▶ WRITTEN EXERCISE: From the line with "Can you find the uniform" through the final line, transcribe the material below character for character; include no other lines.

--- Start RECORDS SUPPLIED ---

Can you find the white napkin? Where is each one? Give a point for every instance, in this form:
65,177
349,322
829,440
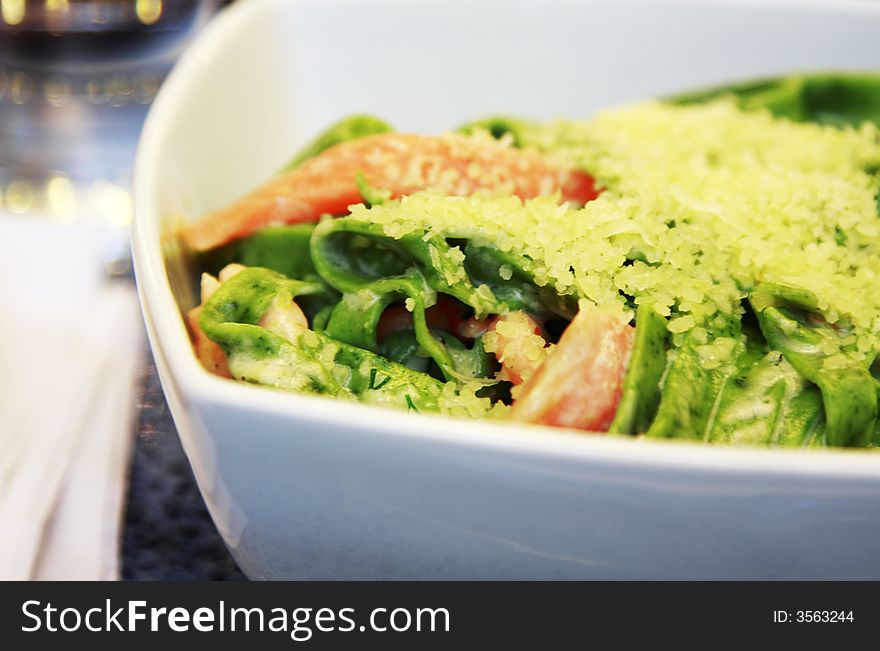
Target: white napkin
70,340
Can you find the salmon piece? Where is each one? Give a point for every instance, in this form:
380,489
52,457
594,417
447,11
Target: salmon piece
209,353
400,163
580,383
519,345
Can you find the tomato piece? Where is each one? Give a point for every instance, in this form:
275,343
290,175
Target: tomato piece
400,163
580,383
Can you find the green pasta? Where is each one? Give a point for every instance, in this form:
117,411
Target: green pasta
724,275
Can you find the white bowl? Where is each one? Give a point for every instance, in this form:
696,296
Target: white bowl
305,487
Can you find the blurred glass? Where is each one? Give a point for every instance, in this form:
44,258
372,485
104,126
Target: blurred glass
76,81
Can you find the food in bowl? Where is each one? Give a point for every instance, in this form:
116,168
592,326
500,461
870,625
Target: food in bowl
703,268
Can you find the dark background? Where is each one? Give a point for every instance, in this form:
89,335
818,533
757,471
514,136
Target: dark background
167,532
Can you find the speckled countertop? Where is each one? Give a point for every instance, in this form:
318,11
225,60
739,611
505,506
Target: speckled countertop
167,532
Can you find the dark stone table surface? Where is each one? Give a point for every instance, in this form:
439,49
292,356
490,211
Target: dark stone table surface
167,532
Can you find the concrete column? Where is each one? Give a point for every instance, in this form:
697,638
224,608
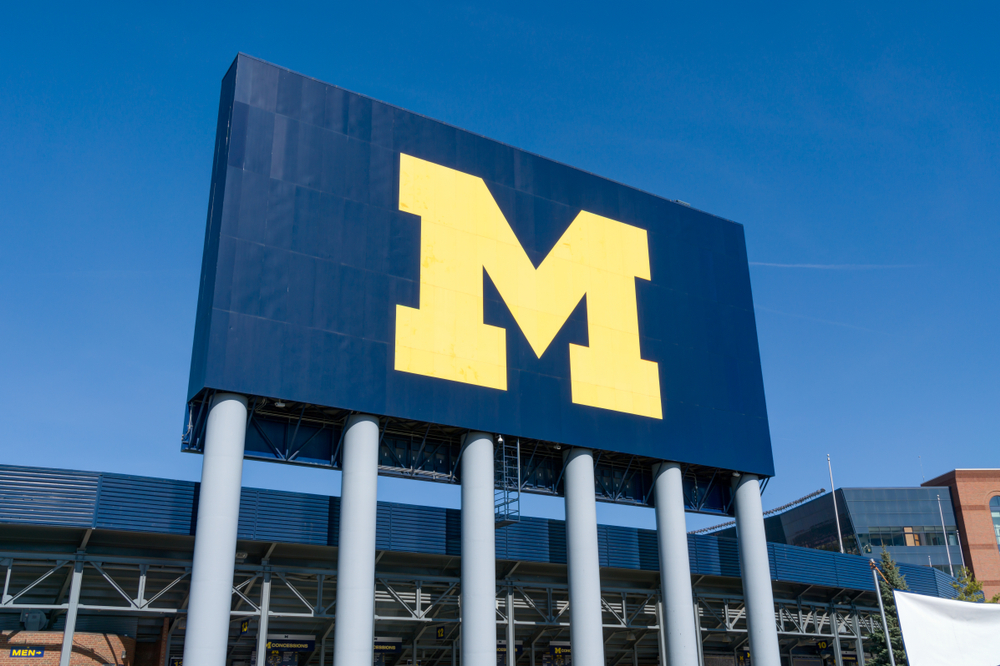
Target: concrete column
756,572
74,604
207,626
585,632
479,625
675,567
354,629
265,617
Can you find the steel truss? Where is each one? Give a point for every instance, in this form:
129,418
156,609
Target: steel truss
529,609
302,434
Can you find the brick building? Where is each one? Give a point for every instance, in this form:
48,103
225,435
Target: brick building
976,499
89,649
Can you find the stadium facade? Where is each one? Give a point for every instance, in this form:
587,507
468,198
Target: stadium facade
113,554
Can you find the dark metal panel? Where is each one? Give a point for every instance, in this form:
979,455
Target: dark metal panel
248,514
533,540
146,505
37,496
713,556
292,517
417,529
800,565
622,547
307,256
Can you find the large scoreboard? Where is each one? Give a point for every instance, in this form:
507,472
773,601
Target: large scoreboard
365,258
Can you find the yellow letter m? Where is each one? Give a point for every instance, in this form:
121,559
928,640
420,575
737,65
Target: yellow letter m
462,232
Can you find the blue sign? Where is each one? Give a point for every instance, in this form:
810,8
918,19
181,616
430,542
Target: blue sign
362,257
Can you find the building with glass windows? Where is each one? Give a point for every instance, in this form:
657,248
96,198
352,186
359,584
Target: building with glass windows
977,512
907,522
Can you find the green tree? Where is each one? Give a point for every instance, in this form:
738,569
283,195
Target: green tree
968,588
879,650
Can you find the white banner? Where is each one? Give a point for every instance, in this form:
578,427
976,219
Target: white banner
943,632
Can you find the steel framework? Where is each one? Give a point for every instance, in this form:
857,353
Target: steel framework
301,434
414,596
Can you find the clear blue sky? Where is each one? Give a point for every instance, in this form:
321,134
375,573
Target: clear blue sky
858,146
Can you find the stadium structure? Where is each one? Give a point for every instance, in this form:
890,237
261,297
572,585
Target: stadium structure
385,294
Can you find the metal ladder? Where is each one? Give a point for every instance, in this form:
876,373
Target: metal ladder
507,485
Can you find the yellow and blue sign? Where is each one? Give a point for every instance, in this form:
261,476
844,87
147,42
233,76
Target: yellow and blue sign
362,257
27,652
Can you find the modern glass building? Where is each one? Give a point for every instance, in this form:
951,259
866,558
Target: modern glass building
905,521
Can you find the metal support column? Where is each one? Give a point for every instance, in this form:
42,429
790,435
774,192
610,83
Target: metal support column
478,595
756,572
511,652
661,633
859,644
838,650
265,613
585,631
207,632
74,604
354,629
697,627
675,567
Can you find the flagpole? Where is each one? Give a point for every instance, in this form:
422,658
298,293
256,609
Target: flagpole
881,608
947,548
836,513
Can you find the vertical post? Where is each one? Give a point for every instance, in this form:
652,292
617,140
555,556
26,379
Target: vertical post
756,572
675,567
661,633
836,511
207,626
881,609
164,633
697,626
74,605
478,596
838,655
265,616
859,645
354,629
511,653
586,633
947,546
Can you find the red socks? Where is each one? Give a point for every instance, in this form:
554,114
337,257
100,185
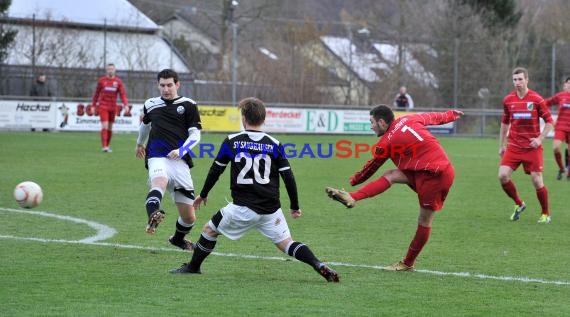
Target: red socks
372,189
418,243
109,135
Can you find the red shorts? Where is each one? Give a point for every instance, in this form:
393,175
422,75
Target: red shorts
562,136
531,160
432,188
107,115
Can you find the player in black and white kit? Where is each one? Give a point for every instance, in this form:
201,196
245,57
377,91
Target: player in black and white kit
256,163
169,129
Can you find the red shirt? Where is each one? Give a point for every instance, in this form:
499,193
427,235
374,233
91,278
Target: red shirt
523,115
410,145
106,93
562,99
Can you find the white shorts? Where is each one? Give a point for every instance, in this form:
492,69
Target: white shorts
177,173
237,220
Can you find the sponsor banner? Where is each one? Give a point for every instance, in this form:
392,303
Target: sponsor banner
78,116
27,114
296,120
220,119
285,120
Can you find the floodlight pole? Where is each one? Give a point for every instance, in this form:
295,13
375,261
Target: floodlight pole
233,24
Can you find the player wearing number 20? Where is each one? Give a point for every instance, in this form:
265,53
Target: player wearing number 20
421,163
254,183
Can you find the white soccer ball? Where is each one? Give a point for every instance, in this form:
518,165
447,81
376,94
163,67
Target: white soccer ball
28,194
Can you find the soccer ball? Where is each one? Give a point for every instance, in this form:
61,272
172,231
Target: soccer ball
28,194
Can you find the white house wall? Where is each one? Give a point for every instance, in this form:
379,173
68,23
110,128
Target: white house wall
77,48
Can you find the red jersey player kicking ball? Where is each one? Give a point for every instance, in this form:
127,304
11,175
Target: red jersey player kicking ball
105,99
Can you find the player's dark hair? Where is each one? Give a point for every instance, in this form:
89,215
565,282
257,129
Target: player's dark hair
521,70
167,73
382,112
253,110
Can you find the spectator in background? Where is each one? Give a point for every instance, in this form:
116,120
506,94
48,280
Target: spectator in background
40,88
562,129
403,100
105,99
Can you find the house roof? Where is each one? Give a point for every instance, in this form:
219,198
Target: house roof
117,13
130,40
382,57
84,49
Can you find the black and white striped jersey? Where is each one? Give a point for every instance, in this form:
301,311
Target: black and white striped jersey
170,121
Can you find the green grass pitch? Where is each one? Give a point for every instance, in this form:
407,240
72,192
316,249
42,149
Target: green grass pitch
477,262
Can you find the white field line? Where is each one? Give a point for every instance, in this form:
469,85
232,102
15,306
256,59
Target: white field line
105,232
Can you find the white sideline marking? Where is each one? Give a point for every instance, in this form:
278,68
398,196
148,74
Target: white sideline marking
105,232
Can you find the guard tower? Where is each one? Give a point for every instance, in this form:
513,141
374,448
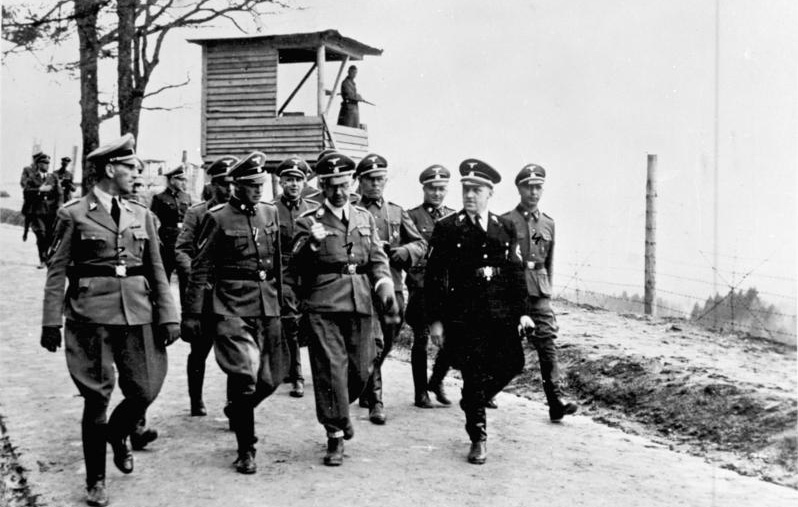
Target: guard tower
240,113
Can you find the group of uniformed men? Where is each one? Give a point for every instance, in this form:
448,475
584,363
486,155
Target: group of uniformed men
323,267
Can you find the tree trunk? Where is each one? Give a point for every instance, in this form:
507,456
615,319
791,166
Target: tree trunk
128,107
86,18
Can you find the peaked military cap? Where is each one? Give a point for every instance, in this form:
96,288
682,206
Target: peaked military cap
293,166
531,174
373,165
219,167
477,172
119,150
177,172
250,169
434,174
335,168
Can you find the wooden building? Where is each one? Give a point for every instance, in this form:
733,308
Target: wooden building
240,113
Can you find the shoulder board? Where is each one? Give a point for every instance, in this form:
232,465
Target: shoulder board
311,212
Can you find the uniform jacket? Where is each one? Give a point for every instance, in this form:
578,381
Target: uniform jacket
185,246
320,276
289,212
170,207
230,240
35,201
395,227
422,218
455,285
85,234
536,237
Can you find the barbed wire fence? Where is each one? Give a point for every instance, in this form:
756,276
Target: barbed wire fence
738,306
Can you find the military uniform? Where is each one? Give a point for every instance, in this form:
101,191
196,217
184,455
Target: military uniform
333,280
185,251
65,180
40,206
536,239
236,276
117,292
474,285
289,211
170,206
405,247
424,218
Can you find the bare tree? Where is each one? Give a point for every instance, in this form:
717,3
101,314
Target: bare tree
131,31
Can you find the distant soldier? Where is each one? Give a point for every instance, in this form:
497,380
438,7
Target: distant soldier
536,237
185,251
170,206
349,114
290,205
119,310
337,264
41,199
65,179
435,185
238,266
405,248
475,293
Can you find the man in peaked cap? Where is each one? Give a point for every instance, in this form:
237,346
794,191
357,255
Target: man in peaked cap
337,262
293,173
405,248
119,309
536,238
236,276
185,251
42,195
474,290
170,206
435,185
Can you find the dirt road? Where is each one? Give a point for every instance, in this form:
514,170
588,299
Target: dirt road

--- End RECORDS SUPPLIED ---

▶ EXERCISE RESULT:
Can you find the uniform jacket? Where is each one? Give a point for every instance, in this form:
578,381
Target: uniform jacket
185,246
320,276
289,212
170,207
230,240
35,201
395,227
422,218
455,285
85,234
536,237
Can you find the barbed wire fence? Where is each one? Give a point for every instance, in this form:
756,276
Target: barbed wire fence
738,306
Can you find the military uniform? Where is each one? Give a point for every instance, in this form:
101,191
196,217
184,455
Target: military uniform
333,280
185,251
65,180
40,206
536,239
236,276
117,292
474,285
289,211
170,206
405,247
424,218
Can you find the bare tree? Where is each one? Give a point for every instance, in this form:
717,3
101,314
Target: bare tree
131,31
Can you find the distant soldier? Where is each one? Give a point for every instance, in this form:
497,380
438,7
Target: distant soldier
536,237
185,251
170,206
349,114
290,205
119,310
337,264
41,199
65,179
435,185
238,266
405,248
475,293
Can you find the man in peaked cap? Where is each one? Give a point for every instance, in this form:
237,346
794,191
357,255
Target: man in peaked cap
337,262
293,173
405,248
119,309
536,238
236,276
185,251
42,195
474,290
170,206
435,185
Can you find the dirt road? Where is each one? Give a point for every instance, in this form:
514,170
588,299
Target: dirt road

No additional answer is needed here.